Task to complete
Please substitute "widest part" for "thickest part" in the records from the line containing "For the benchmark, mark every instance of the large" through the end, changing nothing else. Give back only those lines, both ends included.

● ● ● ●

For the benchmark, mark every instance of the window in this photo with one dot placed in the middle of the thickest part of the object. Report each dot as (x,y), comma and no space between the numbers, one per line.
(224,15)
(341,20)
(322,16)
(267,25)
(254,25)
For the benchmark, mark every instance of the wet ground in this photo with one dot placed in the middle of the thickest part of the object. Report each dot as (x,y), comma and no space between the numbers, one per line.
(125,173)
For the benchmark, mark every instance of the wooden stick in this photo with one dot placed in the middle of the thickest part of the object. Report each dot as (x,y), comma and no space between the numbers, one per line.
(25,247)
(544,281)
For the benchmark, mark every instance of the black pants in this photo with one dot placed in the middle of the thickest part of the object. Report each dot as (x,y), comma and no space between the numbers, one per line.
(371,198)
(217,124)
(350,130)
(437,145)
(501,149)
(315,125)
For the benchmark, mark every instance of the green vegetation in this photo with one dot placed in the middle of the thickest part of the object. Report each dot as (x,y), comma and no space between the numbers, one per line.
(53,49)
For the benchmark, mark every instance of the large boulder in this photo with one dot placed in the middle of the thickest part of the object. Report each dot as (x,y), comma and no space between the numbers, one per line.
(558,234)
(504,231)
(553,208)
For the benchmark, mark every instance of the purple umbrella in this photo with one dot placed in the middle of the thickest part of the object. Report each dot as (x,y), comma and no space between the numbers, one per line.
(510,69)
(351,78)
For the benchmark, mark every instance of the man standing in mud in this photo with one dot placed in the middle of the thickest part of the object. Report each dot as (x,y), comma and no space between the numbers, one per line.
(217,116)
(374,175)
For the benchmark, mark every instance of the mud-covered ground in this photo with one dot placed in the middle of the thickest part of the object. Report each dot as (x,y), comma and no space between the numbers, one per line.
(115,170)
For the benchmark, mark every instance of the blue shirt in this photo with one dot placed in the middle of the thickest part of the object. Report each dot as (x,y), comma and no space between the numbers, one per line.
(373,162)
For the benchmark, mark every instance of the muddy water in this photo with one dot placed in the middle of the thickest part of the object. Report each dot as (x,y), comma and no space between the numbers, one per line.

● ● ● ●

Full response
For the benchmark, mark every instance of the large boulder in this photo with one dot placed in the middle of the widest part of the object. Report each dot as (x,y), comma and no space between the numbers, one per line.
(558,234)
(504,231)
(553,208)
For the benchmark, mark every instance of the purple umbrella in this photo with one dot placed in the middle of the widest part of the object. Report each dot as (x,y), comma and no space between the numbers, one per line.
(510,69)
(351,78)
For the benchmark, mark every instance of the man standing in mud in this photo with one dot placed in the middle of the widest part of the object. Report each dot as (x,y), comma and no space between the numbers, one per line.
(217,116)
(374,175)
For the benchmark, mark every instance of the mud-covered ground in this photo with one dot placed in the middle of the widest part of the object. Report each dot as (x,y), comma and no space between the numbers, one per line.
(115,170)
For the benchmark, mark every instance of the blue shirt in this photo with one dot placed in the middle of the widest part of the object. Report each dot as (x,y), comma and no space between the numbers, one per line.
(373,162)
For the benchmark, mark every instance of the muddy water in this photo with one dot placed in the middle of the widest part of the object. Report each dot as (x,y), comma and no space between the numbers, one per line.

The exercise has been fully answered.